- **TASK GOAL**
Among these records, which lines include "photo"? Copy them out.

[Natural-language object grounding data]
╭──

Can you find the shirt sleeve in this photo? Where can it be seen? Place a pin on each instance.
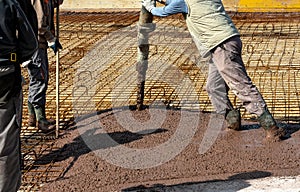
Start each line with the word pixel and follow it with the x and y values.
pixel 175 6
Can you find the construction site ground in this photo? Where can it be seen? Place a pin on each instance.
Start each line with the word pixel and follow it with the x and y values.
pixel 176 143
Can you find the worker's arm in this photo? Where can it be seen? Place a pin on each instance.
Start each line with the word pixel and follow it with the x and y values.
pixel 172 7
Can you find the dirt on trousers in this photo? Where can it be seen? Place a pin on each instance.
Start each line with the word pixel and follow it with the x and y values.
pixel 233 155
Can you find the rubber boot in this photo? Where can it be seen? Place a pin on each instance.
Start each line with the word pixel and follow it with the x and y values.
pixel 273 132
pixel 233 119
pixel 42 122
pixel 31 115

╰──

- **PROBLEM SOLUTION**
Can you find the shirt sleeve in this photo? Where can it be seen? Place a pin on each instance.
Can you find the construction site ground in this photo? Where can it be seen? Place a pin on each instance.
Can you find the worker's arm in this photo? Where can it be seen? Place a pin on each instance.
Can you find the dirt on trousers in this photo? Where can it be seen? Place a pin on each instance.
Can you find the rubber boot in this photo? Where can it be seen? Place a pin on each instance.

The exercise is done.